▶ Task prompt: Recast the listing below as a JSON list of strings, one string per line, leaving out any blank lines.

########################################

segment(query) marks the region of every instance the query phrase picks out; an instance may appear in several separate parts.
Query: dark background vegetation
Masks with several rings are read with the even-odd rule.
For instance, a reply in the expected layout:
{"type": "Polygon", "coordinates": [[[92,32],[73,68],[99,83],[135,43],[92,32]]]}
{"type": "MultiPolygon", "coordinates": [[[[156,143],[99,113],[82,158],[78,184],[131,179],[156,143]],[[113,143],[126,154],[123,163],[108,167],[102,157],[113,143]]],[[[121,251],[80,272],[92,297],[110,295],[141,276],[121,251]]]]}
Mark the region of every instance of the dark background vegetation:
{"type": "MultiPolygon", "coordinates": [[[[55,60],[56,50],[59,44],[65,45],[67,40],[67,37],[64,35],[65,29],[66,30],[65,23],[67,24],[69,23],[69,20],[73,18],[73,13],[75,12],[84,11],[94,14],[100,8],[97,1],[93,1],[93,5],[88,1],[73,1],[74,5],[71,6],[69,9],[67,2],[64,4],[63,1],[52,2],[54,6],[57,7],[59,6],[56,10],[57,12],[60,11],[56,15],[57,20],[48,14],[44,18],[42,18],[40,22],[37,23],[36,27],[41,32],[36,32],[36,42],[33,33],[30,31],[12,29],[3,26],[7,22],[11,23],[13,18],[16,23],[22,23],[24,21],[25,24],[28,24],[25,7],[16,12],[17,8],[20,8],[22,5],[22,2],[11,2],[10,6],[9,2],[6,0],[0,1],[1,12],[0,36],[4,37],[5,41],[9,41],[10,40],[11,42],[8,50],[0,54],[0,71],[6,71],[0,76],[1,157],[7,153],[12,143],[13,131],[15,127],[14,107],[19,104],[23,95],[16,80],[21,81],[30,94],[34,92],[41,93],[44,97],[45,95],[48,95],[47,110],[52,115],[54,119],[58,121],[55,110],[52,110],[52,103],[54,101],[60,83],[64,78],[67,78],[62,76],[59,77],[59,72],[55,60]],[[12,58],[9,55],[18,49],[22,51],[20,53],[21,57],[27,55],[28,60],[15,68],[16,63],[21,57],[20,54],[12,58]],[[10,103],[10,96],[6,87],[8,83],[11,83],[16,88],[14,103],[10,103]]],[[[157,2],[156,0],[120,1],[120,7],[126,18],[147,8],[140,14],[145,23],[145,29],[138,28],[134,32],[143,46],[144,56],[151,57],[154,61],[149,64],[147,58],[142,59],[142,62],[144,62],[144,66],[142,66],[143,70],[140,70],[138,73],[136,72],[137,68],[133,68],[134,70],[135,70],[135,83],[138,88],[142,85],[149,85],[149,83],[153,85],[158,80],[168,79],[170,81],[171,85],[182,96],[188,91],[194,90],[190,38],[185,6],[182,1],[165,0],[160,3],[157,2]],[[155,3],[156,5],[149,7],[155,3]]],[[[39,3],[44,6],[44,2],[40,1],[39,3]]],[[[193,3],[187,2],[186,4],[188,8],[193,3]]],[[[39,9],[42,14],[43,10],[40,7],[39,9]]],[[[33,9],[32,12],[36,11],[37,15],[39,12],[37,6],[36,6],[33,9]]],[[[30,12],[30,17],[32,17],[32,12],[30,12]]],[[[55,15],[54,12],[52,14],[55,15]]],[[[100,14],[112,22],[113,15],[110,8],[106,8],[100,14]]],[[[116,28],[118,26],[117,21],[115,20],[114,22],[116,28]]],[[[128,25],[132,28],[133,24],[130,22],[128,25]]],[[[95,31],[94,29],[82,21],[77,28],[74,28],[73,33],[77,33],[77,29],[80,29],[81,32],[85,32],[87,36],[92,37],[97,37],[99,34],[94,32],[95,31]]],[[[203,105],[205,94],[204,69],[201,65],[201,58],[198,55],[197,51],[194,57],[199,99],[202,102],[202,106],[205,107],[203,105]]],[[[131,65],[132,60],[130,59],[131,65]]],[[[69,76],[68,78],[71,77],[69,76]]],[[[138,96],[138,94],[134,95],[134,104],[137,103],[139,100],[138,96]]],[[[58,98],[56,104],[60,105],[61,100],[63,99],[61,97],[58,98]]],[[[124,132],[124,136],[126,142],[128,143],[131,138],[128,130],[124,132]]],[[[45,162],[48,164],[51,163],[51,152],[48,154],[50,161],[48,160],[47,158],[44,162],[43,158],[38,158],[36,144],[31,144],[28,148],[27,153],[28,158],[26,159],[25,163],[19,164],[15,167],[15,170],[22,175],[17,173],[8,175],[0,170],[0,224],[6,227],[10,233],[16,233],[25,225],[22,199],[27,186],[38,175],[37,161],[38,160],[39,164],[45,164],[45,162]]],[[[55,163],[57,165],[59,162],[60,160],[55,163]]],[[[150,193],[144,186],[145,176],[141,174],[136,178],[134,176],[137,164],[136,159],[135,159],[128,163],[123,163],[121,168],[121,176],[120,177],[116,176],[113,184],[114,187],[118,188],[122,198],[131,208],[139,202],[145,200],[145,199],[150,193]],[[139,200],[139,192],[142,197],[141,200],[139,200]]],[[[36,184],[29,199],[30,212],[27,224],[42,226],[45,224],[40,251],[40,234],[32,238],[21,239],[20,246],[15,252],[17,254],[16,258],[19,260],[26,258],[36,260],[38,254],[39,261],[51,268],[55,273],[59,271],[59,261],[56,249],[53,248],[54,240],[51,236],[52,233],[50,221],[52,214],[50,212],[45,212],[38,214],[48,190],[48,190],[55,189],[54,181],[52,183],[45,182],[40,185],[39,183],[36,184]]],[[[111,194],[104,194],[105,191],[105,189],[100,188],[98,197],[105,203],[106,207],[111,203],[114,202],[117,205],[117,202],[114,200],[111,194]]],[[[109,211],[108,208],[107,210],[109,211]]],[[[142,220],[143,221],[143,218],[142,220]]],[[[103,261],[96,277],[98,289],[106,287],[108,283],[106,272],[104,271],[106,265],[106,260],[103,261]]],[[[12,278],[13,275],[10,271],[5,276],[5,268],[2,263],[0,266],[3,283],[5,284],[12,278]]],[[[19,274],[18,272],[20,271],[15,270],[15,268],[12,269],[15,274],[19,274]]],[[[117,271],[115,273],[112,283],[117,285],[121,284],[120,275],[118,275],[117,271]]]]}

########################################

▶ Task solution:
[
  "segment(query) marks the region of every instance the query phrase picks out; an instance may appear in several separate parts.",
  "Query: dark background vegetation",
  "Masks with several rings are read with the even-odd rule.",
  "For instance, a reply in the expected layout:",
  "{\"type\": \"Polygon\", \"coordinates\": [[[92,32],[73,68],[99,83],[135,43],[92,32]]]}",
  "{\"type\": \"MultiPolygon\", \"coordinates\": [[[[156,143],[99,113],[82,158],[78,184],[131,179],[156,143]],[[113,143],[126,154],[123,163],[108,167],[102,157],[113,143]]],[[[121,251],[80,272],[92,297],[110,295],[141,276],[121,251]]]]}",
  "Mark the region of every instance of the dark background vegetation:",
  "{\"type\": \"MultiPolygon\", \"coordinates\": [[[[55,60],[56,50],[59,44],[65,45],[67,40],[67,37],[64,35],[65,29],[66,30],[65,23],[67,24],[69,23],[69,20],[73,18],[73,13],[75,12],[84,11],[94,14],[100,8],[97,1],[93,1],[93,5],[88,1],[73,1],[74,5],[71,6],[69,9],[67,2],[64,4],[63,1],[52,2],[54,6],[57,7],[59,6],[56,10],[57,12],[60,11],[56,15],[57,20],[48,14],[44,18],[42,18],[40,22],[37,23],[36,27],[41,32],[36,32],[36,42],[33,33],[30,31],[12,29],[3,26],[7,22],[11,23],[13,18],[16,23],[22,23],[24,21],[25,24],[28,24],[25,7],[16,12],[17,8],[20,8],[22,5],[22,2],[11,2],[10,6],[9,2],[6,0],[0,1],[1,12],[0,36],[4,37],[5,41],[9,41],[10,40],[11,42],[8,50],[0,54],[0,71],[6,71],[0,76],[1,157],[7,153],[12,143],[13,131],[15,127],[14,107],[19,104],[23,95],[16,80],[21,81],[30,94],[34,92],[41,93],[44,97],[45,95],[48,95],[47,110],[52,115],[54,119],[58,121],[55,110],[52,110],[52,103],[54,101],[60,83],[64,78],[67,78],[62,76],[59,77],[59,72],[55,60]],[[12,58],[9,55],[18,49],[22,51],[20,53],[21,57],[27,55],[28,60],[15,68],[16,63],[21,57],[20,54],[12,58]],[[10,103],[10,96],[6,87],[8,83],[11,83],[16,88],[14,103],[10,103]]],[[[157,2],[156,0],[120,1],[120,7],[126,18],[147,8],[140,14],[145,23],[145,29],[138,28],[134,32],[143,46],[144,56],[151,57],[154,61],[149,64],[147,58],[142,59],[142,62],[144,62],[144,66],[142,66],[143,70],[140,70],[138,73],[136,72],[137,68],[133,68],[134,70],[135,70],[135,83],[138,88],[142,85],[149,85],[149,83],[153,85],[158,80],[168,79],[170,81],[171,85],[182,96],[188,91],[194,90],[190,38],[185,6],[182,1],[165,0],[160,3],[157,2]],[[155,3],[156,5],[149,7],[155,3]]],[[[39,3],[44,6],[44,2],[40,1],[39,3]]],[[[193,3],[187,2],[186,4],[188,8],[193,3]]],[[[39,9],[42,14],[43,10],[40,7],[39,9]]],[[[33,9],[32,12],[36,11],[37,15],[39,12],[37,6],[36,6],[33,9]]],[[[30,12],[30,17],[32,17],[32,12],[30,12]]],[[[55,15],[54,12],[52,14],[55,15]]],[[[100,14],[112,22],[113,15],[110,8],[106,8],[100,14]]],[[[116,28],[118,26],[117,21],[115,20],[114,22],[116,28]]],[[[128,25],[132,28],[133,24],[130,22],[128,25]]],[[[95,31],[94,29],[82,21],[77,28],[74,28],[73,33],[77,33],[77,29],[80,29],[81,32],[85,32],[87,36],[92,37],[97,37],[99,34],[94,32],[95,31]]],[[[203,105],[205,94],[204,69],[201,65],[201,58],[198,55],[197,51],[194,57],[199,99],[202,102],[202,106],[205,107],[203,105]]],[[[131,65],[132,60],[130,59],[131,65]]],[[[69,76],[68,78],[71,77],[69,76]]],[[[138,96],[138,94],[134,95],[134,104],[137,103],[139,100],[138,96]]],[[[58,98],[56,104],[60,105],[61,100],[63,99],[61,97],[58,98]]],[[[124,132],[124,136],[126,142],[128,143],[131,138],[128,130],[124,132]]],[[[45,162],[48,164],[51,163],[51,152],[48,154],[50,161],[48,160],[47,158],[44,162],[43,158],[38,158],[36,144],[31,144],[28,148],[27,153],[28,158],[26,159],[25,163],[19,164],[15,167],[15,170],[22,175],[17,173],[8,175],[0,170],[0,224],[6,227],[10,233],[16,233],[25,225],[22,199],[27,186],[38,175],[37,161],[38,160],[39,164],[45,164],[45,162]]],[[[55,163],[57,165],[59,162],[60,160],[55,163]]],[[[150,193],[144,186],[145,176],[141,174],[136,178],[134,176],[137,164],[136,159],[135,159],[128,163],[123,163],[121,168],[121,176],[120,177],[116,176],[113,184],[114,187],[118,188],[122,198],[131,208],[139,202],[145,200],[145,199],[150,193]],[[139,200],[139,192],[142,197],[141,200],[139,200]]],[[[36,184],[29,199],[30,212],[27,224],[42,226],[45,224],[40,251],[40,234],[32,238],[21,239],[20,246],[15,252],[17,254],[16,258],[19,260],[26,258],[36,260],[38,254],[39,261],[51,268],[55,273],[59,271],[59,261],[56,249],[53,248],[54,240],[51,236],[52,233],[50,221],[52,214],[50,212],[45,212],[38,214],[48,190],[48,190],[55,189],[54,181],[52,183],[45,182],[40,185],[39,183],[36,184]]],[[[111,194],[104,194],[105,191],[105,189],[100,188],[98,197],[105,203],[106,207],[111,203],[114,202],[117,205],[117,202],[114,200],[111,194]]],[[[109,211],[108,208],[107,210],[109,211]]],[[[142,220],[143,221],[143,218],[142,220]]],[[[103,261],[96,277],[98,289],[106,287],[108,283],[106,272],[104,271],[106,265],[106,260],[103,261]]],[[[12,278],[13,275],[10,271],[5,276],[5,268],[2,263],[0,266],[3,283],[5,284],[12,278]]],[[[19,274],[18,272],[20,271],[15,270],[15,268],[12,269],[15,274],[19,274]]],[[[117,271],[115,273],[112,283],[117,285],[121,284],[120,275],[118,275],[117,271]]]]}"
]